_Data to process:_
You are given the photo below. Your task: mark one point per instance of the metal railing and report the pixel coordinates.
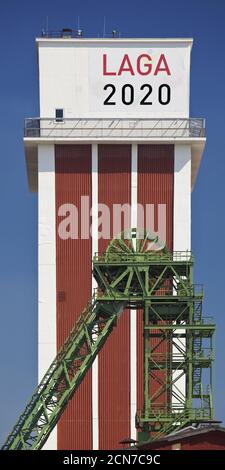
(65, 33)
(114, 128)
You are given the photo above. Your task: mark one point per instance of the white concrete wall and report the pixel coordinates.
(182, 198)
(71, 77)
(46, 267)
(182, 234)
(133, 313)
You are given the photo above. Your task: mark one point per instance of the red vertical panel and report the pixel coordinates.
(114, 360)
(73, 279)
(155, 186)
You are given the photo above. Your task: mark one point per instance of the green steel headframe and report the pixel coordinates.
(136, 272)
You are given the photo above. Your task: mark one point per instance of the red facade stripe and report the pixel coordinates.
(73, 281)
(114, 360)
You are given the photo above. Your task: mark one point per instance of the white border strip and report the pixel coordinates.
(181, 229)
(46, 267)
(95, 414)
(133, 313)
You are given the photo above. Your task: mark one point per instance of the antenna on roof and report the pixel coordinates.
(104, 23)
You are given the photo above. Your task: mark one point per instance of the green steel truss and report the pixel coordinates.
(136, 273)
(64, 376)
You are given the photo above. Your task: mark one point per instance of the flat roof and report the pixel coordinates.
(81, 40)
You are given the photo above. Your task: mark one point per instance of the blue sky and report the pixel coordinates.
(20, 23)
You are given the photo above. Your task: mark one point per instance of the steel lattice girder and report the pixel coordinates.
(64, 376)
(159, 283)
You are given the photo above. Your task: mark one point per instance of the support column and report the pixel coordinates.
(133, 313)
(46, 267)
(94, 234)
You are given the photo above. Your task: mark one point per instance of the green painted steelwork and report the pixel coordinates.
(136, 272)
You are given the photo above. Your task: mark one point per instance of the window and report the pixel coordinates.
(59, 115)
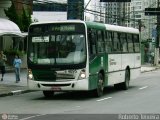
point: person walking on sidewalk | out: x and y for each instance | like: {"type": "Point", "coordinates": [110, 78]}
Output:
{"type": "Point", "coordinates": [3, 59]}
{"type": "Point", "coordinates": [17, 64]}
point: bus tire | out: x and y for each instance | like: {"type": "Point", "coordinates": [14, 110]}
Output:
{"type": "Point", "coordinates": [48, 94]}
{"type": "Point", "coordinates": [100, 85]}
{"type": "Point", "coordinates": [125, 84]}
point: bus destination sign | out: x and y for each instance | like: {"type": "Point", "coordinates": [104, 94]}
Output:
{"type": "Point", "coordinates": [64, 28]}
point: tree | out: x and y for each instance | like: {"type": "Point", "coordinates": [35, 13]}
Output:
{"type": "Point", "coordinates": [12, 14]}
{"type": "Point", "coordinates": [22, 20]}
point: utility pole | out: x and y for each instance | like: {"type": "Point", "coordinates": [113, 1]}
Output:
{"type": "Point", "coordinates": [156, 57]}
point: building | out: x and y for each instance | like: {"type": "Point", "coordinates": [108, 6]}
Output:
{"type": "Point", "coordinates": [11, 37]}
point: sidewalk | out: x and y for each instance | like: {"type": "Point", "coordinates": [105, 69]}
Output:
{"type": "Point", "coordinates": [10, 87]}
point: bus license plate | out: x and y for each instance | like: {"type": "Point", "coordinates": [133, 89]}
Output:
{"type": "Point", "coordinates": [55, 88]}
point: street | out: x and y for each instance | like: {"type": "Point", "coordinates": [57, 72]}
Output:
{"type": "Point", "coordinates": [141, 97]}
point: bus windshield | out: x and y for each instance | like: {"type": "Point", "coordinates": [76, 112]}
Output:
{"type": "Point", "coordinates": [57, 48]}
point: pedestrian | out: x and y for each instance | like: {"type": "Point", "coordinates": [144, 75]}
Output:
{"type": "Point", "coordinates": [17, 64]}
{"type": "Point", "coordinates": [3, 59]}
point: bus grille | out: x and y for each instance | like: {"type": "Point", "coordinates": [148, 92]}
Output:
{"type": "Point", "coordinates": [53, 77]}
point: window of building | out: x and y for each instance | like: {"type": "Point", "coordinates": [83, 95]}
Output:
{"type": "Point", "coordinates": [130, 42]}
{"type": "Point", "coordinates": [136, 43]}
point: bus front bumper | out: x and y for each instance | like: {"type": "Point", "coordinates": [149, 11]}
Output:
{"type": "Point", "coordinates": [76, 85]}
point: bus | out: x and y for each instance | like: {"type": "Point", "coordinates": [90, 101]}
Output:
{"type": "Point", "coordinates": [76, 55]}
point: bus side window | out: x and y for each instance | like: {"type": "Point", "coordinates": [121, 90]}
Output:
{"type": "Point", "coordinates": [130, 43]}
{"type": "Point", "coordinates": [136, 43]}
{"type": "Point", "coordinates": [92, 42]}
{"type": "Point", "coordinates": [116, 43]}
{"type": "Point", "coordinates": [108, 41]}
{"type": "Point", "coordinates": [100, 41]}
{"type": "Point", "coordinates": [123, 42]}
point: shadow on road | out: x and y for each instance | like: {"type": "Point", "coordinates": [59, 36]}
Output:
{"type": "Point", "coordinates": [82, 95]}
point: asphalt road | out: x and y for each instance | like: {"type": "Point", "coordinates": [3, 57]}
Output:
{"type": "Point", "coordinates": [143, 97]}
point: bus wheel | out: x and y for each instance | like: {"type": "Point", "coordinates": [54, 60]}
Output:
{"type": "Point", "coordinates": [125, 84]}
{"type": "Point", "coordinates": [48, 94]}
{"type": "Point", "coordinates": [100, 86]}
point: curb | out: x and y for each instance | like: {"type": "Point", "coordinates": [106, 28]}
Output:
{"type": "Point", "coordinates": [150, 70]}
{"type": "Point", "coordinates": [16, 92]}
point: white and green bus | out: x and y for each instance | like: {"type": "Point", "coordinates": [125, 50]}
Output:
{"type": "Point", "coordinates": [77, 55]}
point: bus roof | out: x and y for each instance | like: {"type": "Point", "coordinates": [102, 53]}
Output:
{"type": "Point", "coordinates": [115, 28]}
{"type": "Point", "coordinates": [96, 25]}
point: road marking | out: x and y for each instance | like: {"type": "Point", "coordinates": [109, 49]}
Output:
{"type": "Point", "coordinates": [30, 117]}
{"type": "Point", "coordinates": [103, 99]}
{"type": "Point", "coordinates": [143, 87]}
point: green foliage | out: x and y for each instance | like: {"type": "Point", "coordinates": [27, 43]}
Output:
{"type": "Point", "coordinates": [12, 14]}
{"type": "Point", "coordinates": [13, 52]}
{"type": "Point", "coordinates": [22, 20]}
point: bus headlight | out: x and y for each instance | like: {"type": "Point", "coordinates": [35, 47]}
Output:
{"type": "Point", "coordinates": [30, 75]}
{"type": "Point", "coordinates": [82, 74]}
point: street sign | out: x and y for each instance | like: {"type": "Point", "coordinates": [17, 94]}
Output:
{"type": "Point", "coordinates": [75, 9]}
{"type": "Point", "coordinates": [115, 0]}
{"type": "Point", "coordinates": [152, 11]}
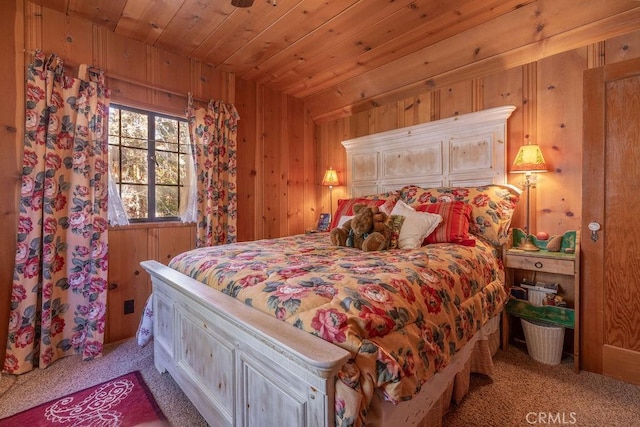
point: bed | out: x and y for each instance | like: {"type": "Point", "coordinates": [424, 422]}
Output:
{"type": "Point", "coordinates": [294, 331]}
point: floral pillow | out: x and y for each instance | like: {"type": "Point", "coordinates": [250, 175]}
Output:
{"type": "Point", "coordinates": [454, 227]}
{"type": "Point", "coordinates": [385, 201]}
{"type": "Point", "coordinates": [492, 206]}
{"type": "Point", "coordinates": [394, 222]}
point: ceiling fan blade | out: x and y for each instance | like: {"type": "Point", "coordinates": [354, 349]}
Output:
{"type": "Point", "coordinates": [242, 3]}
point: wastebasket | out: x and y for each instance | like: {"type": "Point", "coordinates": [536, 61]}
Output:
{"type": "Point", "coordinates": [544, 341]}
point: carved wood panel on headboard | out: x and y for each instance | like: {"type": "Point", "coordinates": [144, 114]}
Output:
{"type": "Point", "coordinates": [465, 150]}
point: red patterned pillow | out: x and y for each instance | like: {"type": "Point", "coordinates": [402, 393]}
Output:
{"type": "Point", "coordinates": [454, 227]}
{"type": "Point", "coordinates": [492, 206]}
{"type": "Point", "coordinates": [345, 206]}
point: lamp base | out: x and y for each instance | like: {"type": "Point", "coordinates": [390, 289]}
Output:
{"type": "Point", "coordinates": [528, 246]}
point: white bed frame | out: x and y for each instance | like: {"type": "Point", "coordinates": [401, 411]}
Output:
{"type": "Point", "coordinates": [241, 367]}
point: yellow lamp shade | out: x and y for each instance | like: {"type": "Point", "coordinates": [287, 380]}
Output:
{"type": "Point", "coordinates": [330, 178]}
{"type": "Point", "coordinates": [529, 159]}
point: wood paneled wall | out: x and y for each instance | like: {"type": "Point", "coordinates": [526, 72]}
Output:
{"type": "Point", "coordinates": [548, 97]}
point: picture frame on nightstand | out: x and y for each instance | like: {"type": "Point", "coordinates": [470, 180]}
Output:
{"type": "Point", "coordinates": [324, 221]}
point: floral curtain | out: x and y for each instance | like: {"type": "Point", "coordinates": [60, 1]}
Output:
{"type": "Point", "coordinates": [58, 302]}
{"type": "Point", "coordinates": [213, 132]}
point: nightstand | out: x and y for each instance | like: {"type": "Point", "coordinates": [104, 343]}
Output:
{"type": "Point", "coordinates": [557, 267]}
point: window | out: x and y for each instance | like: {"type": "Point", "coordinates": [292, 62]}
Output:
{"type": "Point", "coordinates": [147, 156]}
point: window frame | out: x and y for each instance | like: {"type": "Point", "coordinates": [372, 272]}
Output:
{"type": "Point", "coordinates": [152, 163]}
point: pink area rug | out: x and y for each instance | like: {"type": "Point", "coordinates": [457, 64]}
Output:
{"type": "Point", "coordinates": [123, 401]}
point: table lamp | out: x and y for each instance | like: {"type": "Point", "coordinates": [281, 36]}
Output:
{"type": "Point", "coordinates": [330, 179]}
{"type": "Point", "coordinates": [529, 160]}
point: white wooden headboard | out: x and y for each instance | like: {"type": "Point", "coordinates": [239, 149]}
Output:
{"type": "Point", "coordinates": [466, 150]}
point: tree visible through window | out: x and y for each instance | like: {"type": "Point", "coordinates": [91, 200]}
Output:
{"type": "Point", "coordinates": [147, 156]}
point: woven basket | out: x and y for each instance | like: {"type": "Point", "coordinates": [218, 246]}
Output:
{"type": "Point", "coordinates": [544, 342]}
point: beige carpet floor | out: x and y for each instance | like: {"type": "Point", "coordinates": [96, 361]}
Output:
{"type": "Point", "coordinates": [523, 392]}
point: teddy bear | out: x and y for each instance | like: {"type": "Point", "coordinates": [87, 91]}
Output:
{"type": "Point", "coordinates": [367, 230]}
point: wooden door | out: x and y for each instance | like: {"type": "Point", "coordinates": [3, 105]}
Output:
{"type": "Point", "coordinates": [611, 188]}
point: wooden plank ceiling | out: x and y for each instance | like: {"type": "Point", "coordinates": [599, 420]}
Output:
{"type": "Point", "coordinates": [346, 55]}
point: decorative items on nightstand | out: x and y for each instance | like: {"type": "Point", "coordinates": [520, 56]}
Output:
{"type": "Point", "coordinates": [553, 302]}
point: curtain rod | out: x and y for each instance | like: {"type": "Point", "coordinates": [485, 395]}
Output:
{"type": "Point", "coordinates": [128, 80]}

_What the exercise asks:_ For every line of the material above that contains the word "sidewalk", show the line.

_Solved exercise:_
point: person walking on sidewalk | out: x and y for each instance | like: {"type": "Point", "coordinates": [110, 78]}
point: sidewalk | out: x and y for each instance | like: {"type": "Point", "coordinates": [105, 69]}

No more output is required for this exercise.